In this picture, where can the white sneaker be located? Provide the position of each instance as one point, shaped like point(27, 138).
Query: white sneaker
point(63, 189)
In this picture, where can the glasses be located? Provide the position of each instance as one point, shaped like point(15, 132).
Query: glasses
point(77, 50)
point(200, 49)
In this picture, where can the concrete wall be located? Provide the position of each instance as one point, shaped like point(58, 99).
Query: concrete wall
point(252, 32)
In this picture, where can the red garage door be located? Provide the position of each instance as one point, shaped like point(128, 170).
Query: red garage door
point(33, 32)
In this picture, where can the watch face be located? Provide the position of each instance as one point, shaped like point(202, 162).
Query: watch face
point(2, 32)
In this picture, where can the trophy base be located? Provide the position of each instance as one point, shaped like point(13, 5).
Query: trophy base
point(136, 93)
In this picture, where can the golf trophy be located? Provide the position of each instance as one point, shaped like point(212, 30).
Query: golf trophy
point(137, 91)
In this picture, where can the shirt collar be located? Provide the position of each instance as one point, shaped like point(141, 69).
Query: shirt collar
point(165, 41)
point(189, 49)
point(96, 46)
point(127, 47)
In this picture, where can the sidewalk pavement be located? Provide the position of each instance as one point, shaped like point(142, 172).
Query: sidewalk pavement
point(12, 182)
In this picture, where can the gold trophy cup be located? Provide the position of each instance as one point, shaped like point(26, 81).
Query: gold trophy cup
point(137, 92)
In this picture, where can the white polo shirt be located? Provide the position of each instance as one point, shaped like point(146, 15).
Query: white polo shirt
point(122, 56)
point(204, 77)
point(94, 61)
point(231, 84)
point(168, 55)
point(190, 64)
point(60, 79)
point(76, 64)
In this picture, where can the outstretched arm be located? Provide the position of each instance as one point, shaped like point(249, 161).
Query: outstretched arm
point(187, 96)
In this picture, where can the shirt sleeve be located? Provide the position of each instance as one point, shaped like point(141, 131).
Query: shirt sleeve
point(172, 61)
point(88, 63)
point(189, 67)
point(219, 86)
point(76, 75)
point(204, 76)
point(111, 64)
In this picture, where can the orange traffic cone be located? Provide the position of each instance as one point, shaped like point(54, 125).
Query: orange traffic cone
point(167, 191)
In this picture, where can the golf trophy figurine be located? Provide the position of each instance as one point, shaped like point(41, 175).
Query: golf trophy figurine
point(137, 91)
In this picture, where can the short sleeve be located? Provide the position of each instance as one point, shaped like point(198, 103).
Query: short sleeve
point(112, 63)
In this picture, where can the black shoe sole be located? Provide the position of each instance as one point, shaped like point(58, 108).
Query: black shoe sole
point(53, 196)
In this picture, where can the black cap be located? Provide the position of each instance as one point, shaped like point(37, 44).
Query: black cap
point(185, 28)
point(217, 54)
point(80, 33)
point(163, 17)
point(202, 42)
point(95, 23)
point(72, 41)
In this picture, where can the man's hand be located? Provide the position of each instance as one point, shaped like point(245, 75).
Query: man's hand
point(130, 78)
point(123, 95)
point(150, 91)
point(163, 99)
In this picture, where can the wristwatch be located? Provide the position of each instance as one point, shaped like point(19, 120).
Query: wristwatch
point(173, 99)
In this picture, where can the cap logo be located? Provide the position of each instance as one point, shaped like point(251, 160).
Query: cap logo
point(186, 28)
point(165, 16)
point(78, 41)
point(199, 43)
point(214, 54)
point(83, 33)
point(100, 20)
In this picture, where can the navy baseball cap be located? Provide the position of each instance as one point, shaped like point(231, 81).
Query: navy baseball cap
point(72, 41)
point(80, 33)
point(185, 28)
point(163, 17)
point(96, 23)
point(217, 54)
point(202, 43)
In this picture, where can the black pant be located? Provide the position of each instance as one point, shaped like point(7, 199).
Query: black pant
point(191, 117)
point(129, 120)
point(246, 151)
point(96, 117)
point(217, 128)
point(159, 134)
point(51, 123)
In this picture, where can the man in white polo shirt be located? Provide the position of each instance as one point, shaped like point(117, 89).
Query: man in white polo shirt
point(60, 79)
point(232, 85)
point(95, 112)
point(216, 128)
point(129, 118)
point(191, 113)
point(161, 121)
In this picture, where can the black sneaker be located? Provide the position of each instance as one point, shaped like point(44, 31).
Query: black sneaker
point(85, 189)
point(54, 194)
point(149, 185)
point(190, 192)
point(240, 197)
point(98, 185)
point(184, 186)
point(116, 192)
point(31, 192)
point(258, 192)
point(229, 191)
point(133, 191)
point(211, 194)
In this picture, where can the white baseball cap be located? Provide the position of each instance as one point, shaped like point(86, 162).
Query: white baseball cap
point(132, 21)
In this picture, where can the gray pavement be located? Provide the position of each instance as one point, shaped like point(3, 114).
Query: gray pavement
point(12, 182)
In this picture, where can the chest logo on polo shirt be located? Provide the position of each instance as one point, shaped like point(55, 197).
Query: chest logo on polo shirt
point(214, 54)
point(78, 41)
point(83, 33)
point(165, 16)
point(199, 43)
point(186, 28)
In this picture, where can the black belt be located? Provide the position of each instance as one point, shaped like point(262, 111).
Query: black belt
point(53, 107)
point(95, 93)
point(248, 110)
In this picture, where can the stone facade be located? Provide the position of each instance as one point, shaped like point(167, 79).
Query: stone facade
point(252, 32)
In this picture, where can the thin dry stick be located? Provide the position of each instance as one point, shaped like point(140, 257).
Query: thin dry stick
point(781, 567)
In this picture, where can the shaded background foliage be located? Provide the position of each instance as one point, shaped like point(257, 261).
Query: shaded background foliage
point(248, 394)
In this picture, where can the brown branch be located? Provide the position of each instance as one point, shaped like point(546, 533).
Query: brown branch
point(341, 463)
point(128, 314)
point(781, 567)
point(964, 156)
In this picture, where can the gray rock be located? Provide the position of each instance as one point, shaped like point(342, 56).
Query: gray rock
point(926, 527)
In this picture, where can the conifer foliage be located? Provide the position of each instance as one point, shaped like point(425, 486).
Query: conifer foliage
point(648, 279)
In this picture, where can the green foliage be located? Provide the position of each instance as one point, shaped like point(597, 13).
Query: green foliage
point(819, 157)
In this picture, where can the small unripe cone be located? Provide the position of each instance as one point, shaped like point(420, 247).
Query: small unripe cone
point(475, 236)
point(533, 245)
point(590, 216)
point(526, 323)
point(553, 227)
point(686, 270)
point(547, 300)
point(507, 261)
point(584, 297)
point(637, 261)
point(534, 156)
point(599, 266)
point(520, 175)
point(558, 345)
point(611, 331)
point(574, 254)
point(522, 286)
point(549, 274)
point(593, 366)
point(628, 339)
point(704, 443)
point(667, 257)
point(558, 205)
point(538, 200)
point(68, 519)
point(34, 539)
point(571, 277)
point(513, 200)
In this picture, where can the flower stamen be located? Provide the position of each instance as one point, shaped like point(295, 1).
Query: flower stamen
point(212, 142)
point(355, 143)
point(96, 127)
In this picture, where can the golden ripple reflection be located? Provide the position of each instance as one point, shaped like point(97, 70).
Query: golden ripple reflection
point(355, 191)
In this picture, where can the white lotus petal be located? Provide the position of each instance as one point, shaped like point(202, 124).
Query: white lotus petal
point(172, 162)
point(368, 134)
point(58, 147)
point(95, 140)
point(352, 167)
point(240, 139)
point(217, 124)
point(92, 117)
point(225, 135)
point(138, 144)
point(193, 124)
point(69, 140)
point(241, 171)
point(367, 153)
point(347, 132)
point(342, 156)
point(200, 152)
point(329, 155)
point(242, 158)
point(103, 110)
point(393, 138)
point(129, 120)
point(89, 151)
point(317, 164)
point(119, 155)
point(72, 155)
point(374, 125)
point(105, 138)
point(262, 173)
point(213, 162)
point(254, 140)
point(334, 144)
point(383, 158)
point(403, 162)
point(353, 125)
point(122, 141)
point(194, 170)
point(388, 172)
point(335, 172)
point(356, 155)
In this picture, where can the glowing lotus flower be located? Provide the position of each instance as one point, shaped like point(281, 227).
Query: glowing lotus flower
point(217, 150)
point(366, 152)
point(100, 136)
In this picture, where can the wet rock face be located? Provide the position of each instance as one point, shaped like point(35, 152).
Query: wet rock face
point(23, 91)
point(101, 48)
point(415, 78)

...

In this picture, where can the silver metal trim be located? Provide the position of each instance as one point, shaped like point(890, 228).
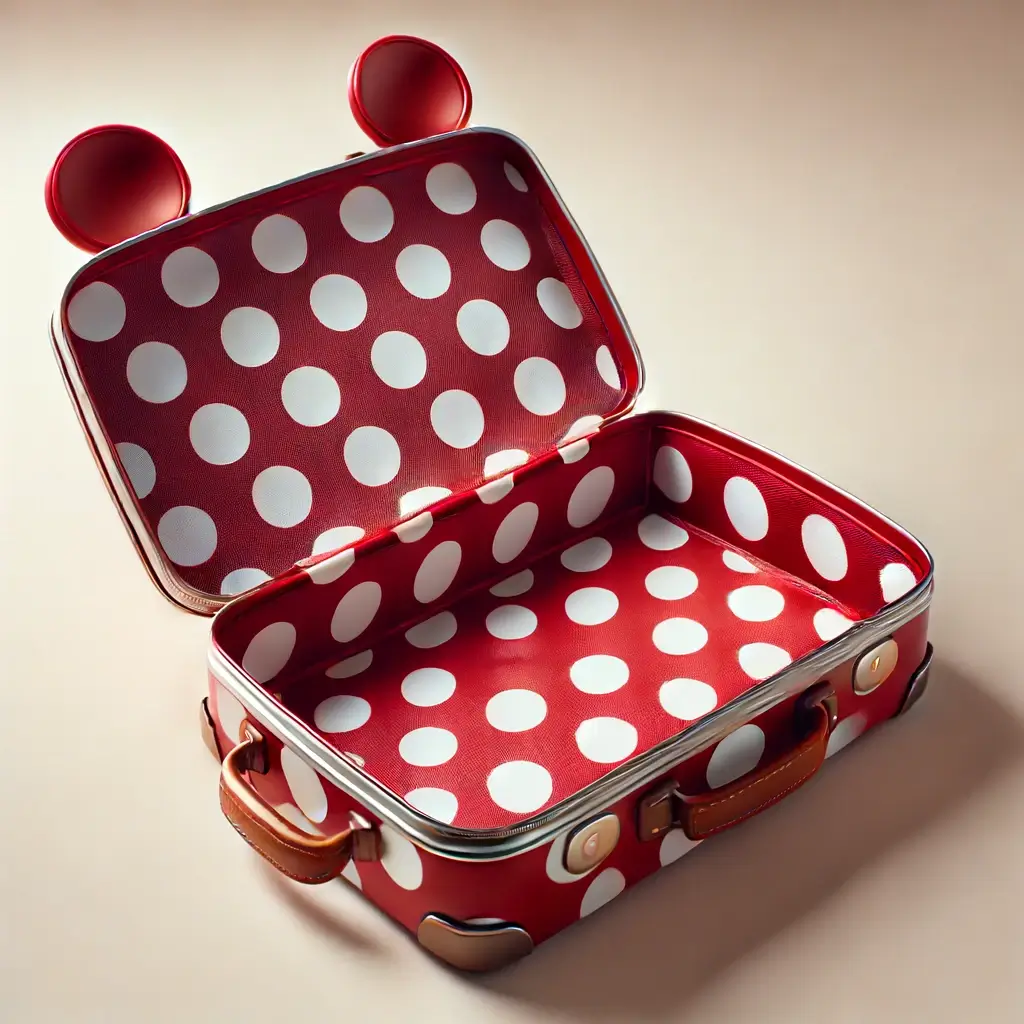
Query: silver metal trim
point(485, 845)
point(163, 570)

### Task brief
Can you lay out the data as a JSON list of strings, one string per line and blank lines dropped, beginning at the line that contains "In this picture, where can the small" and stopping after the line that contains "point(513, 200)"?

### Answer to the exercise
[
  "In this picture, where can the small unripe cone be located? Provide the position of each instance as one point, shaped like point(420, 247).",
  "Query: small unripe cone",
  "point(475, 236)",
  "point(533, 245)",
  "point(590, 216)",
  "point(526, 323)",
  "point(553, 227)",
  "point(686, 270)",
  "point(547, 300)",
  "point(507, 261)",
  "point(584, 297)",
  "point(637, 261)",
  "point(534, 156)",
  "point(599, 266)",
  "point(520, 175)",
  "point(558, 345)",
  "point(611, 331)",
  "point(574, 254)",
  "point(522, 286)",
  "point(549, 274)",
  "point(593, 366)",
  "point(628, 339)",
  "point(704, 443)",
  "point(667, 257)",
  "point(558, 205)",
  "point(538, 200)",
  "point(68, 519)",
  "point(34, 539)",
  "point(571, 277)",
  "point(513, 200)"
]